*TASK DETAILS:* Your task is to print the material below exactly as presented.

:: DATASET EXCERPTS ::

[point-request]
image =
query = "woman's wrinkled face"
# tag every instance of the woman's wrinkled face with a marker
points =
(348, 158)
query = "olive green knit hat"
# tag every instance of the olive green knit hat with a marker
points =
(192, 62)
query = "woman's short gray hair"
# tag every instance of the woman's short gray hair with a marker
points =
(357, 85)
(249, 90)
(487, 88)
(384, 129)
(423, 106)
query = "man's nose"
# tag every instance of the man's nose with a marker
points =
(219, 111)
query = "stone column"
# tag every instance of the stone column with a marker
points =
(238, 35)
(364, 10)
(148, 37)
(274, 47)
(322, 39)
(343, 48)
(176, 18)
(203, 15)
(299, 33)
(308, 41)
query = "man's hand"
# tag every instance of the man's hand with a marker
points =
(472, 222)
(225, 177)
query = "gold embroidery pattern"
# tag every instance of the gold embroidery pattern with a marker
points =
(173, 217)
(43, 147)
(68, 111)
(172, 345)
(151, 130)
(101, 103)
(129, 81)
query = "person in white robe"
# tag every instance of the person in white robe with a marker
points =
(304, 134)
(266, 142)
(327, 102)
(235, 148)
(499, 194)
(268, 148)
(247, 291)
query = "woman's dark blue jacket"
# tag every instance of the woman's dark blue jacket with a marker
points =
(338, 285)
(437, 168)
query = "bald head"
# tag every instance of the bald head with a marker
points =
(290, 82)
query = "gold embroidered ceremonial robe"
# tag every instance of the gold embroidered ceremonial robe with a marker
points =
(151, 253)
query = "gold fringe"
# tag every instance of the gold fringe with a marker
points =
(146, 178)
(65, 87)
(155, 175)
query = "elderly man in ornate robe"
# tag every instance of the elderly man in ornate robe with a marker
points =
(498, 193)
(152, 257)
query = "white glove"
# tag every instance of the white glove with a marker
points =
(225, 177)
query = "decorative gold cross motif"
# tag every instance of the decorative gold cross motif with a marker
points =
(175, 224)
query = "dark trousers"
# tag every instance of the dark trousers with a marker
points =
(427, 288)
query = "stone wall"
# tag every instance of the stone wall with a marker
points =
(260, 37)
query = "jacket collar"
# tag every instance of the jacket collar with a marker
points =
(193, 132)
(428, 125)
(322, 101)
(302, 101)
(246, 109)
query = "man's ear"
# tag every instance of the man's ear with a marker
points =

:::

*EXERCISE SOLUTION:*
[point-request]
image =
query = "woman's wrinkled face"
# tag every instance of the woman's wrinkled face with a marker
points =
(348, 158)
query = "olive green knit hat"
# tag every instance of the olive green knit hat with a marker
points =
(192, 62)
query = "woman's short gray hair"
# tag every instance of the woman's short gray hair with a marker
points =
(357, 85)
(249, 90)
(487, 88)
(384, 129)
(423, 106)
query = "man's nose"
# tag every instance of the man's nose with a marker
points =
(219, 111)
query = "stone column"
# tag every instance of the stone column with a marker
points =
(238, 35)
(364, 10)
(148, 37)
(274, 47)
(322, 39)
(343, 48)
(176, 18)
(203, 15)
(299, 33)
(308, 41)
query = "man's hand"
# tag every instance of the man's hand with a marker
points =
(472, 222)
(225, 177)
query = "gold embroidery pattern"
# tag every instance of the gold embroidery pattern with a marker
points =
(173, 217)
(43, 147)
(68, 111)
(172, 345)
(151, 130)
(101, 103)
(129, 81)
query = "person in white robe"
# tag every instance of the person in white robe with a marker
points =
(304, 134)
(266, 142)
(327, 102)
(235, 148)
(499, 194)
(268, 148)
(247, 291)
query = "woman's dark blue jacket"
# tag every instance of the woman's dark blue jacket with a marker
points =
(338, 285)
(437, 168)
query = "bald head"
# tag every instance of the bald head with a marker
points =
(290, 82)
query = "gold embroidered ceremonial robe"
# tag every instance of the gold embroidered ceremonial robe with a marker
points =
(151, 253)
query = "gold fringe"
# tag every instance of the gold fringe with a marker
points =
(146, 178)
(65, 87)
(155, 175)
query = "elderly man in ornate robe"
# tag every instance of the elderly man in ornate robe with a marker
points =
(498, 193)
(152, 257)
query = "white glove"
# tag every instance of the white glove with a marker
points =
(225, 177)
query = "decorative gold cross motif"
# tag every instance of the decorative gold cross motif with a marker
points =
(175, 224)
query = "dark trousers"
# tag every instance of the dark trousers with a marker
points =
(427, 288)
query = "stone wall"
# tag every instance of the stone wall with a marker
points =
(260, 37)
query = "jacket collar"
# tag every instance of the jacket collar with a marker
points =
(193, 132)
(428, 125)
(322, 101)
(302, 101)
(246, 109)
query = "man's ear"
# tag every instance of the man's ear with a marker
points =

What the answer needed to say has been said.